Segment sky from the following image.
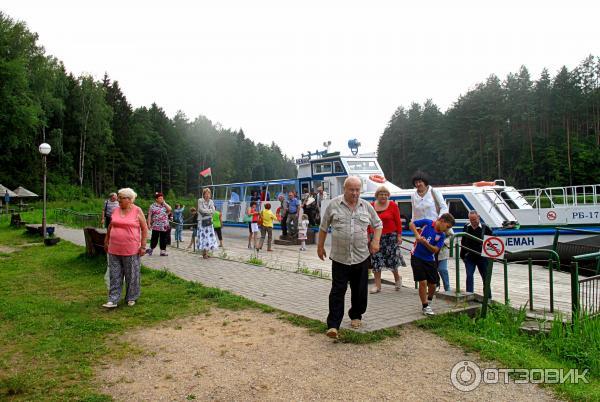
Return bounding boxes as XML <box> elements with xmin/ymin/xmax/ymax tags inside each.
<box><xmin>0</xmin><ymin>0</ymin><xmax>600</xmax><ymax>157</ymax></box>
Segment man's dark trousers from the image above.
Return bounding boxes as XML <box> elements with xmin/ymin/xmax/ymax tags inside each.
<box><xmin>327</xmin><ymin>257</ymin><xmax>371</xmax><ymax>329</ymax></box>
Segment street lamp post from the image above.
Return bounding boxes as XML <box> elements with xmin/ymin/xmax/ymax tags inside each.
<box><xmin>39</xmin><ymin>142</ymin><xmax>52</xmax><ymax>239</ymax></box>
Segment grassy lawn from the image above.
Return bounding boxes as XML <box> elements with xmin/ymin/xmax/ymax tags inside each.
<box><xmin>417</xmin><ymin>305</ymin><xmax>600</xmax><ymax>401</ymax></box>
<box><xmin>0</xmin><ymin>222</ymin><xmax>398</xmax><ymax>401</ymax></box>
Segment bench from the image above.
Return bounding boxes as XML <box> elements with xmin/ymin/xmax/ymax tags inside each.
<box><xmin>25</xmin><ymin>223</ymin><xmax>54</xmax><ymax>236</ymax></box>
<box><xmin>83</xmin><ymin>227</ymin><xmax>106</xmax><ymax>257</ymax></box>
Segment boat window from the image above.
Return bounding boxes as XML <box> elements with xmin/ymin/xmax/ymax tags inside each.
<box><xmin>398</xmin><ymin>201</ymin><xmax>412</xmax><ymax>230</ymax></box>
<box><xmin>446</xmin><ymin>198</ymin><xmax>469</xmax><ymax>219</ymax></box>
<box><xmin>333</xmin><ymin>161</ymin><xmax>344</xmax><ymax>173</ymax></box>
<box><xmin>348</xmin><ymin>161</ymin><xmax>379</xmax><ymax>171</ymax></box>
<box><xmin>313</xmin><ymin>162</ymin><xmax>331</xmax><ymax>174</ymax></box>
<box><xmin>496</xmin><ymin>189</ymin><xmax>519</xmax><ymax>209</ymax></box>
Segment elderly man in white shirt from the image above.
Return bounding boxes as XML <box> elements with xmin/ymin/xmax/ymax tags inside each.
<box><xmin>317</xmin><ymin>176</ymin><xmax>383</xmax><ymax>338</ymax></box>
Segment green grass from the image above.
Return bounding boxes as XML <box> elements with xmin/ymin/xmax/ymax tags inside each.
<box><xmin>416</xmin><ymin>305</ymin><xmax>600</xmax><ymax>401</ymax></box>
<box><xmin>0</xmin><ymin>224</ymin><xmax>398</xmax><ymax>401</ymax></box>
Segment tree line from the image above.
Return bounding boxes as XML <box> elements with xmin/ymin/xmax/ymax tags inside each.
<box><xmin>378</xmin><ymin>55</ymin><xmax>600</xmax><ymax>188</ymax></box>
<box><xmin>0</xmin><ymin>12</ymin><xmax>296</xmax><ymax>198</ymax></box>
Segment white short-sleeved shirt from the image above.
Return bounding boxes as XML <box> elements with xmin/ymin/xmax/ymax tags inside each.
<box><xmin>320</xmin><ymin>195</ymin><xmax>383</xmax><ymax>265</ymax></box>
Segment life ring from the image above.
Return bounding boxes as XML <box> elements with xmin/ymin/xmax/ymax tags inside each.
<box><xmin>473</xmin><ymin>181</ymin><xmax>496</xmax><ymax>187</ymax></box>
<box><xmin>369</xmin><ymin>174</ymin><xmax>387</xmax><ymax>183</ymax></box>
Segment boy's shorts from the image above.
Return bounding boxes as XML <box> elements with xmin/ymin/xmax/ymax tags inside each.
<box><xmin>410</xmin><ymin>255</ymin><xmax>438</xmax><ymax>284</ymax></box>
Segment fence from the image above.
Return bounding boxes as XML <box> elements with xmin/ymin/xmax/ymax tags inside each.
<box><xmin>54</xmin><ymin>208</ymin><xmax>102</xmax><ymax>228</ymax></box>
<box><xmin>571</xmin><ymin>252</ymin><xmax>600</xmax><ymax>317</ymax></box>
<box><xmin>450</xmin><ymin>232</ymin><xmax>560</xmax><ymax>316</ymax></box>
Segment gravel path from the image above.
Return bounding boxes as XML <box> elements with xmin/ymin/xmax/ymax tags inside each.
<box><xmin>97</xmin><ymin>309</ymin><xmax>556</xmax><ymax>401</ymax></box>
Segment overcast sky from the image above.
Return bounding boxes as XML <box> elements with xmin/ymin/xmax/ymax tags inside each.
<box><xmin>0</xmin><ymin>0</ymin><xmax>600</xmax><ymax>157</ymax></box>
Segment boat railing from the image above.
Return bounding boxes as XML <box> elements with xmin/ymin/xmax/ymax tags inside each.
<box><xmin>552</xmin><ymin>226</ymin><xmax>600</xmax><ymax>266</ymax></box>
<box><xmin>571</xmin><ymin>252</ymin><xmax>600</xmax><ymax>318</ymax></box>
<box><xmin>516</xmin><ymin>184</ymin><xmax>600</xmax><ymax>208</ymax></box>
<box><xmin>482</xmin><ymin>189</ymin><xmax>514</xmax><ymax>221</ymax></box>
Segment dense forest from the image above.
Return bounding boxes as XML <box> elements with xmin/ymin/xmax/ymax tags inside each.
<box><xmin>0</xmin><ymin>12</ymin><xmax>600</xmax><ymax>198</ymax></box>
<box><xmin>0</xmin><ymin>12</ymin><xmax>296</xmax><ymax>198</ymax></box>
<box><xmin>378</xmin><ymin>56</ymin><xmax>600</xmax><ymax>188</ymax></box>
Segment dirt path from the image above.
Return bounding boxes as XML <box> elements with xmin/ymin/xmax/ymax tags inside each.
<box><xmin>97</xmin><ymin>309</ymin><xmax>556</xmax><ymax>401</ymax></box>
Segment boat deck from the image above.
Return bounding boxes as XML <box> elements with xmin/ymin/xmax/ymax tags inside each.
<box><xmin>177</xmin><ymin>227</ymin><xmax>571</xmax><ymax>318</ymax></box>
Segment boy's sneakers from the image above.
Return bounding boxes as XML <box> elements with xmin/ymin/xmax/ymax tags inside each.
<box><xmin>423</xmin><ymin>306</ymin><xmax>435</xmax><ymax>315</ymax></box>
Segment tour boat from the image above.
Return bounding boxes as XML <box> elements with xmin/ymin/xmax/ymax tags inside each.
<box><xmin>207</xmin><ymin>142</ymin><xmax>600</xmax><ymax>264</ymax></box>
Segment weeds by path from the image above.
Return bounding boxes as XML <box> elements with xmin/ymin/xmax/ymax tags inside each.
<box><xmin>416</xmin><ymin>304</ymin><xmax>600</xmax><ymax>401</ymax></box>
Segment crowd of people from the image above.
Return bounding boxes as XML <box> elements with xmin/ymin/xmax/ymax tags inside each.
<box><xmin>102</xmin><ymin>173</ymin><xmax>491</xmax><ymax>338</ymax></box>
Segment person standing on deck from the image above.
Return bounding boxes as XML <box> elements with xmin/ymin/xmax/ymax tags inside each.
<box><xmin>277</xmin><ymin>193</ymin><xmax>288</xmax><ymax>237</ymax></box>
<box><xmin>286</xmin><ymin>191</ymin><xmax>300</xmax><ymax>238</ymax></box>
<box><xmin>317</xmin><ymin>176</ymin><xmax>383</xmax><ymax>338</ymax></box>
<box><xmin>460</xmin><ymin>210</ymin><xmax>492</xmax><ymax>296</ymax></box>
<box><xmin>146</xmin><ymin>192</ymin><xmax>171</xmax><ymax>257</ymax></box>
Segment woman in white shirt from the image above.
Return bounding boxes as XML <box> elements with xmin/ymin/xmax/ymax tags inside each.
<box><xmin>410</xmin><ymin>172</ymin><xmax>448</xmax><ymax>221</ymax></box>
<box><xmin>410</xmin><ymin>172</ymin><xmax>450</xmax><ymax>289</ymax></box>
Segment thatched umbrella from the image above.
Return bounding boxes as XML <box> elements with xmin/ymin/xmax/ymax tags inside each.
<box><xmin>0</xmin><ymin>184</ymin><xmax>18</xmax><ymax>200</ymax></box>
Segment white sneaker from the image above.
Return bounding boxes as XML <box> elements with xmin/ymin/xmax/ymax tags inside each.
<box><xmin>423</xmin><ymin>306</ymin><xmax>435</xmax><ymax>315</ymax></box>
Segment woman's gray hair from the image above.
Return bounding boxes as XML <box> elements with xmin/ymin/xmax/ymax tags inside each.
<box><xmin>117</xmin><ymin>187</ymin><xmax>137</xmax><ymax>202</ymax></box>
<box><xmin>375</xmin><ymin>186</ymin><xmax>390</xmax><ymax>198</ymax></box>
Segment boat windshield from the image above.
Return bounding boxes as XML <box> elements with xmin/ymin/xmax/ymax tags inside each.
<box><xmin>347</xmin><ymin>161</ymin><xmax>379</xmax><ymax>172</ymax></box>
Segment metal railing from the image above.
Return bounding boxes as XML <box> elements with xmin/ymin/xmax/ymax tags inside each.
<box><xmin>552</xmin><ymin>226</ymin><xmax>600</xmax><ymax>275</ymax></box>
<box><xmin>450</xmin><ymin>232</ymin><xmax>560</xmax><ymax>316</ymax></box>
<box><xmin>571</xmin><ymin>252</ymin><xmax>600</xmax><ymax>319</ymax></box>
<box><xmin>54</xmin><ymin>208</ymin><xmax>102</xmax><ymax>228</ymax></box>
<box><xmin>517</xmin><ymin>184</ymin><xmax>600</xmax><ymax>208</ymax></box>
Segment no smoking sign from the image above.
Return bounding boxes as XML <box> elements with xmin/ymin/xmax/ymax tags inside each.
<box><xmin>482</xmin><ymin>236</ymin><xmax>505</xmax><ymax>259</ymax></box>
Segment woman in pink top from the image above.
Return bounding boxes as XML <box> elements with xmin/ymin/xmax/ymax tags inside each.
<box><xmin>102</xmin><ymin>188</ymin><xmax>148</xmax><ymax>308</ymax></box>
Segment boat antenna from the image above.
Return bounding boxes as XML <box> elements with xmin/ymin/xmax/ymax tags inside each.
<box><xmin>348</xmin><ymin>138</ymin><xmax>360</xmax><ymax>156</ymax></box>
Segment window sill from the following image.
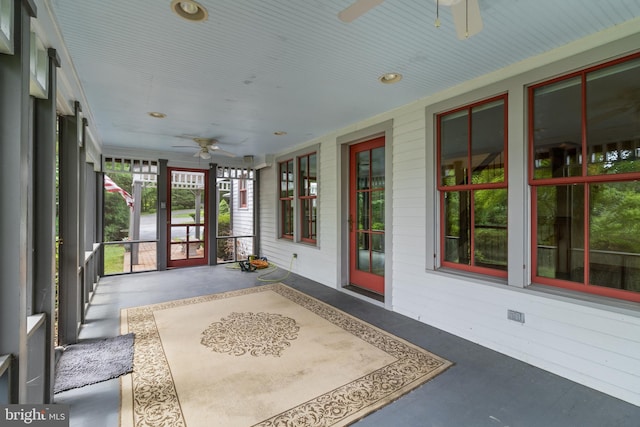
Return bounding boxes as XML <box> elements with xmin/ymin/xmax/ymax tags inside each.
<box><xmin>427</xmin><ymin>267</ymin><xmax>640</xmax><ymax>319</ymax></box>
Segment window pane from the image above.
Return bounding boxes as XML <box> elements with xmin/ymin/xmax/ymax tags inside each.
<box><xmin>307</xmin><ymin>154</ymin><xmax>318</xmax><ymax>196</ymax></box>
<box><xmin>440</xmin><ymin>110</ymin><xmax>469</xmax><ymax>185</ymax></box>
<box><xmin>371</xmin><ymin>191</ymin><xmax>384</xmax><ymax>231</ymax></box>
<box><xmin>371</xmin><ymin>234</ymin><xmax>384</xmax><ymax>276</ymax></box>
<box><xmin>280</xmin><ymin>160</ymin><xmax>293</xmax><ymax>198</ymax></box>
<box><xmin>533</xmin><ymin>77</ymin><xmax>582</xmax><ymax>178</ymax></box>
<box><xmin>356</xmin><ymin>233</ymin><xmax>371</xmax><ymax>272</ymax></box>
<box><xmin>356</xmin><ymin>191</ymin><xmax>371</xmax><ymax>230</ymax></box>
<box><xmin>473</xmin><ymin>189</ymin><xmax>508</xmax><ymax>270</ymax></box>
<box><xmin>587</xmin><ymin>59</ymin><xmax>640</xmax><ymax>175</ymax></box>
<box><xmin>589</xmin><ymin>181</ymin><xmax>640</xmax><ymax>292</ymax></box>
<box><xmin>287</xmin><ymin>160</ymin><xmax>293</xmax><ymax>197</ymax></box>
<box><xmin>444</xmin><ymin>191</ymin><xmax>471</xmax><ymax>265</ymax></box>
<box><xmin>535</xmin><ymin>185</ymin><xmax>584</xmax><ymax>282</ymax></box>
<box><xmin>356</xmin><ymin>151</ymin><xmax>371</xmax><ymax>190</ymax></box>
<box><xmin>298</xmin><ymin>156</ymin><xmax>309</xmax><ymax>196</ymax></box>
<box><xmin>301</xmin><ymin>199</ymin><xmax>316</xmax><ymax>240</ymax></box>
<box><xmin>281</xmin><ymin>200</ymin><xmax>293</xmax><ymax>236</ymax></box>
<box><xmin>371</xmin><ymin>147</ymin><xmax>384</xmax><ymax>188</ymax></box>
<box><xmin>471</xmin><ymin>100</ymin><xmax>505</xmax><ymax>184</ymax></box>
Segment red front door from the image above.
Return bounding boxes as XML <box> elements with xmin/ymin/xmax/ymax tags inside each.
<box><xmin>349</xmin><ymin>137</ymin><xmax>385</xmax><ymax>295</ymax></box>
<box><xmin>167</xmin><ymin>168</ymin><xmax>208</xmax><ymax>267</ymax></box>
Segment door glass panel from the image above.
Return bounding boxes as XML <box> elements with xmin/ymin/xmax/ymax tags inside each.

========================================================================

PROBLEM DETAILS
From the entries, extract every line that contains the word "white".

RESPONSE TO THIS TASK
Segment elderly man in white shirt from the image above.
Segment white short-sleeved shirt from the image above.
Segment woman in white shirt from the image above.
Segment white sneaker from the image above.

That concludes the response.